## TASK ITEM
Work out how many lines in the following entries contain the string "adult", and write only that number.
====== DATA EXCERPTS ======
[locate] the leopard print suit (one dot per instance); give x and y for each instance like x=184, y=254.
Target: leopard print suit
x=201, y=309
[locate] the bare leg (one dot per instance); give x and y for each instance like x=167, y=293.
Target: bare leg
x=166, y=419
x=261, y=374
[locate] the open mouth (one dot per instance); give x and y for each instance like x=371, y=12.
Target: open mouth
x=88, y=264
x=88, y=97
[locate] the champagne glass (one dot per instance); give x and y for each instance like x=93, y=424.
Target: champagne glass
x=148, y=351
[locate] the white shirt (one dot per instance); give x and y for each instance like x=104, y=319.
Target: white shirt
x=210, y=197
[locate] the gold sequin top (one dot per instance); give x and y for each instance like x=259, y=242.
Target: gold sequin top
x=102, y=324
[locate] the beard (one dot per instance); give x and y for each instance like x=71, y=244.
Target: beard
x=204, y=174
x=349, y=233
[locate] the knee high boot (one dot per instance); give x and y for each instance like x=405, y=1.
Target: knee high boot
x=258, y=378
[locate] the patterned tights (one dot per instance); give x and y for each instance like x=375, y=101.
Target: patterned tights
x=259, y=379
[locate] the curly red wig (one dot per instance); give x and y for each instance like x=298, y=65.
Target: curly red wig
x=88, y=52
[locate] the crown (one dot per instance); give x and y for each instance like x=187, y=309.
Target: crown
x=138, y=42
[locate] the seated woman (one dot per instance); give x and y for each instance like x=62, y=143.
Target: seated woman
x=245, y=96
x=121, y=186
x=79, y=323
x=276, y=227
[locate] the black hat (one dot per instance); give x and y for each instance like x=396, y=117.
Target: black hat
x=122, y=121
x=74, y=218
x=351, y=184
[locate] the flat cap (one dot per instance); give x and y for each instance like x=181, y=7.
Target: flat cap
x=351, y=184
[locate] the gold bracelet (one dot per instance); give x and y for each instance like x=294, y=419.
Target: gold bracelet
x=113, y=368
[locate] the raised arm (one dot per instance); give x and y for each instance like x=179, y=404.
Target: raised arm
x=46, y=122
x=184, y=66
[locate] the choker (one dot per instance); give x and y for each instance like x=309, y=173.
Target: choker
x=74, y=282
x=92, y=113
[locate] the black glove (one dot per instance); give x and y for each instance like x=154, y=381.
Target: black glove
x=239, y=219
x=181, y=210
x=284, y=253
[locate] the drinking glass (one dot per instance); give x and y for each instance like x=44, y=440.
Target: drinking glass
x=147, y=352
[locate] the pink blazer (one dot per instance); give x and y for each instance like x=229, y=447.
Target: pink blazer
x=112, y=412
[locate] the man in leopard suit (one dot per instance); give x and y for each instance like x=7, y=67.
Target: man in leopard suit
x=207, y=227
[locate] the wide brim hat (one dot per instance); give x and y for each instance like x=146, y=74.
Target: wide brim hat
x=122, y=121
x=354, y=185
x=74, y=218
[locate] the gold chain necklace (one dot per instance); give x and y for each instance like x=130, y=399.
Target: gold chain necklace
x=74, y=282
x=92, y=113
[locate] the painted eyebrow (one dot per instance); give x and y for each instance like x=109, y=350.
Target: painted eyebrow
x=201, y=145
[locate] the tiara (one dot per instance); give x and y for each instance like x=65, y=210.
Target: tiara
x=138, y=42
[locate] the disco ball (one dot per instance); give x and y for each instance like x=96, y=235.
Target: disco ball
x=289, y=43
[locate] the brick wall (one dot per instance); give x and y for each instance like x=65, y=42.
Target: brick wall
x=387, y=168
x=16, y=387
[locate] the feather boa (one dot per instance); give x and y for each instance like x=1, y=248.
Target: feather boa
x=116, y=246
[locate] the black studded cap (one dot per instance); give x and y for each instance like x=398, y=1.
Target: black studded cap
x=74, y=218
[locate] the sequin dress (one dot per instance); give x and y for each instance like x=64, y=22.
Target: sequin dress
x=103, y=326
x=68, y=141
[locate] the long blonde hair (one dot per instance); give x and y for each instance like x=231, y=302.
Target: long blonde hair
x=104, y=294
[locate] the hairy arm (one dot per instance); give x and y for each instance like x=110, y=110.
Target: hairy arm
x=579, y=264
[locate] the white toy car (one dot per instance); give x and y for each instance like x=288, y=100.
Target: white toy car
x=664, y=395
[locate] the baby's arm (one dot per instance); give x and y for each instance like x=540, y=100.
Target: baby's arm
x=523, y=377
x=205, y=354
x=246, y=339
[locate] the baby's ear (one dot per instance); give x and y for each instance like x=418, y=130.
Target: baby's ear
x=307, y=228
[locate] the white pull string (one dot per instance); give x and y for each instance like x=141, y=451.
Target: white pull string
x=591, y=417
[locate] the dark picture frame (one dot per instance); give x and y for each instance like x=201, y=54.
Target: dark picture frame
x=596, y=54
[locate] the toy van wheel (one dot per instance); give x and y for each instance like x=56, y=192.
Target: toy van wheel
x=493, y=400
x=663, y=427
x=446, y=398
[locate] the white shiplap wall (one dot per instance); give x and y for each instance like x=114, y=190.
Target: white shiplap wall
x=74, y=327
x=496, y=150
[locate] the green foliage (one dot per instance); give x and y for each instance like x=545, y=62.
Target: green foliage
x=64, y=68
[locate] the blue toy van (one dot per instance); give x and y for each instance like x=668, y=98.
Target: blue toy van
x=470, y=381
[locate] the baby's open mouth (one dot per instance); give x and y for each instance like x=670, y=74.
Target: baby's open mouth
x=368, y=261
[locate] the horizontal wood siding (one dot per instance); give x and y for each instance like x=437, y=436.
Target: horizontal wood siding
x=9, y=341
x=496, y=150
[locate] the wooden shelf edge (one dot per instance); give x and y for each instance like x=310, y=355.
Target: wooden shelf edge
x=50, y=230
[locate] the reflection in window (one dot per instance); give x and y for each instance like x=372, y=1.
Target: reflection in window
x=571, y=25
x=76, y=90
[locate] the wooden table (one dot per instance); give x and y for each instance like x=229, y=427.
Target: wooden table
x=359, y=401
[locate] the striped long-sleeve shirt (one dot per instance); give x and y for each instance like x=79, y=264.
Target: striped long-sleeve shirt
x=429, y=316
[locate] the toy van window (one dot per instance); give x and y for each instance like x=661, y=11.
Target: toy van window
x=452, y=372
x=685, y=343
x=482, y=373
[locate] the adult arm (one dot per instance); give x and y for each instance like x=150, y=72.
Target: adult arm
======
## TASK RESULT
2